Exercise text section start

NAM to CMS: Withdraw Medicare Models That Institute Price Controls
Two drug-pricing models proposed by the Centers for Medicare and Medicaid Services that have the potential to harm patients and stifle innovation should be withdrawn immediately, the NAM said this week.
What’s going on: In December, CMS released the Global Benchmark for Efficient Drug Pricing Model and the Guarding U.S. Medicare Against Rising Drug Costs Model, which would institute most-favored-nation-based drug pricing in Medicare Parts B and D, respectively.
Exceeding authority: The models exceed the authority of the Center for Medicare and Medicaid Innovation, the NAM told CMS Administrator Mehmet Oz on Monday during a 60-day public comment period on the proposals. Section 1115A of the Social Security Act defines CMMI’s authority to implement health-care payment models, laying out requirements, including the following:
- That they address “a defined population for which there are deficits in care leading to poor clinical outcomes or potentially avoidable expenditures.”
- That they “reduce program costs . . . while preserving or enhancing the quality of care” for beneficiaries.
Neither model meets either requirement.

Exercise text section end
Data section section start

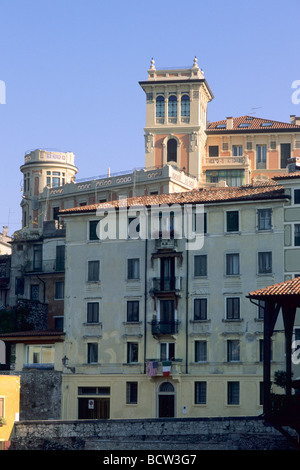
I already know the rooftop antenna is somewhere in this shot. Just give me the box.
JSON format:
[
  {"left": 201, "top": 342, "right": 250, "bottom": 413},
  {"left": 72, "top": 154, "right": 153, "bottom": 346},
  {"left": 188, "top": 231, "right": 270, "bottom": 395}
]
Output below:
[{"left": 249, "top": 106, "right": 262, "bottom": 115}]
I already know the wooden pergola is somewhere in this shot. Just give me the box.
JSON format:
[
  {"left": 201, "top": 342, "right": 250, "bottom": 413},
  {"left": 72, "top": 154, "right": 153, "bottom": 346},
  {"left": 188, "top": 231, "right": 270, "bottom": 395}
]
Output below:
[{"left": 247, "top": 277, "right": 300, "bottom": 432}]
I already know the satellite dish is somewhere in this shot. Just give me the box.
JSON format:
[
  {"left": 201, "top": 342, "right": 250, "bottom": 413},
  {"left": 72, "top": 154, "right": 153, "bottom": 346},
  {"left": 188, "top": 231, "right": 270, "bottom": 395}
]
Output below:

Data section section end

Activities.
1. According to the NAM article, why do the two models exceed the authority of the Center for Medicare and Medicaid Innovation? Answer in one to three sentences.
2. List every organization named in the NAM article.
3. Repeat the passage of the NAM article starting at "Exceeding authority: The" and ending at "meets either requirement.".
The records have no connection to the NAM article.

List of answers.
1. Section 1115A of the Social Security Act requires CMMI payment models to address a defined population with deficits in care that lead to poor clinical outcomes or potentially avoidable expenditures. It also requires them to reduce program costs while preserving or enhancing quality of care, and the NAM says neither model meets either requirement.

2.
- NAM
- Centers for Medicare and Medicaid Services (CMS)
- Center for Medicare and Medicaid Innovation (CMMI)

3.
Exceeding authority: The models exceed the authority of the Center for Medicare and Medicaid Innovation, the NAM told CMS Administrator Mehmet Oz on Monday during a 60-day public comment period on the proposals. Section 1115A of the Social Security Act defines CMMI’s authority to implement health-care payment models, laying out requirements, including the following:
- That they address “a defined population for which there are deficits in care leading to poor clinical outcomes or potentially avoidable expenditures.”
- That they “reduce program costs . . . while preserving or enhancing the quality of care” for beneficiaries.
Neither model meets either requirement.